— Textabschnitt —
——

Die Heilung des depressiven Gehirns

Wissenschaftler und Spezialisten für psychische Krankheiten haben wichtige Erkenntnisse im Zusammenhang mit dem Verständnis und der Behandlung schwerer Depressionen gewonnen. Dazu gehört auch die Entdeckung der Rolle des Ungleichgewichts von Substanzen wie Serotonin und Noradrenalin. Es gibt allerdings zunehmend Hinweise, dass das noch nicht alles ist: Depressionen verursachen auch strukturelle Veränderungen in Hirnregionen, die mit der Gemütsverfassung, dem Gedächtnis und der Entscheidungsfindung in Zusammenhang stehen.

Einer Depression gehen oftmals stressreiche Erfahrungen voraus. Das Gehirn interpretiert unsere Erfahrungen und entscheidet, ob diese als bedrohlich einzustufen sind. Anschließend steuert es unsere verhaltensmäßigen und physiologischen Reaktionen auf diese Erfahrungen. Ergebnisse aus Tierversuchen zeigen, dass schädliche physiologische Veränderungen ihre Ursache in der Unfähigkeit des Gehirns und des Körpers haben, auf wiederholten Stress mit adaptiven Modifikationen der Struktur und Funktion zu reagieren. Drei Hirnregionen - der Hippocampus, der präfrontale Cortex und die Amygdala - sind für pathologische Veränderungen in Größe und Funktion besonders anfällig.

——

— Deine Aufgabe —
Bearbeite den Text über das depressive Gehirn zwischen „Die Heilung des“ und „in Zusammenhang stehen.“, beide eingeschlossen, indem du „Serotonin“ durch „Dopamin“ ersetzt und die Stelle so neu aufschreibst. Diese Daten kommen aus einer anderen Quelle als der Text über das depressive Gehirn.

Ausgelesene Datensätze
——

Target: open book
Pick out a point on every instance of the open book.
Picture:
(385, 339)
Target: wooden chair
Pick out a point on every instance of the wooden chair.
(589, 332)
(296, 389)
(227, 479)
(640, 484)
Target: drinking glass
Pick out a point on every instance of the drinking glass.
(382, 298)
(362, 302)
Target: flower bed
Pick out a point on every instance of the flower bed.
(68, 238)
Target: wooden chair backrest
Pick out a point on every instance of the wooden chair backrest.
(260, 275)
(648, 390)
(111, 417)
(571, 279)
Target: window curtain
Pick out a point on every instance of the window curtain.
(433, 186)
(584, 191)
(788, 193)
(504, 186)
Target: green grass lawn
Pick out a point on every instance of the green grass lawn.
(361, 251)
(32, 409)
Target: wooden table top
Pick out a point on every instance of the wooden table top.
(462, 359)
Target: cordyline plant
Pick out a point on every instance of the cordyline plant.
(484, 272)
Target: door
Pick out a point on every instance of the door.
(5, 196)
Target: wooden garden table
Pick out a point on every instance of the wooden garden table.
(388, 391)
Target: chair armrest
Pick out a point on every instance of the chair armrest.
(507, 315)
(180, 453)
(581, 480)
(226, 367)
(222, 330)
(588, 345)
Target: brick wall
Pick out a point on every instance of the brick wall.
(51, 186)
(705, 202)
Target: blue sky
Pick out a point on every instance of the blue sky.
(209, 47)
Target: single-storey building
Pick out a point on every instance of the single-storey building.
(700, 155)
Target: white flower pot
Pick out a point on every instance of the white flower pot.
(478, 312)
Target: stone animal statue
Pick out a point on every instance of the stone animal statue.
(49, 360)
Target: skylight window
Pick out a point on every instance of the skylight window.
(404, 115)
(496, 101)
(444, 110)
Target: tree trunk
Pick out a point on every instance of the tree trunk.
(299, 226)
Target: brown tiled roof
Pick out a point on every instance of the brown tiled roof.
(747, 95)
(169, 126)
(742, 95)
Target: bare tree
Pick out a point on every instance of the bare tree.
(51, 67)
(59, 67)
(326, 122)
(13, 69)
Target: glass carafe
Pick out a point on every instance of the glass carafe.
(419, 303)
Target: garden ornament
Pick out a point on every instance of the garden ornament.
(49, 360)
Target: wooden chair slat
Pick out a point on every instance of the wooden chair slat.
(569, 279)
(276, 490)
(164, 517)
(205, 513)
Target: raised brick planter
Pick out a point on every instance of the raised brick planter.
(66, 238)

——

— Deine Antwort —
Die Heilung des depressiven Gehirns

Wissenschaftler und Spezialisten für psychische Krankheiten haben wichtige Erkenntnisse im Zusammenhang mit dem Verständnis und der Behandlung schwerer Depressionen gewonnen. Dazu gehört auch die Entdeckung der Rolle des Ungleichgewichts von Substanzen wie Dopamin und Noradrenalin. Es gibt allerdings zunehmend Hinweise, dass das noch nicht alles ist: Depressionen verursachen auch strukturelle Veränderungen in Hirnregionen, die mit der Gemütsverfassung, dem Gedächtnis und der Entscheidungsfindung in Zusammenhang stehen.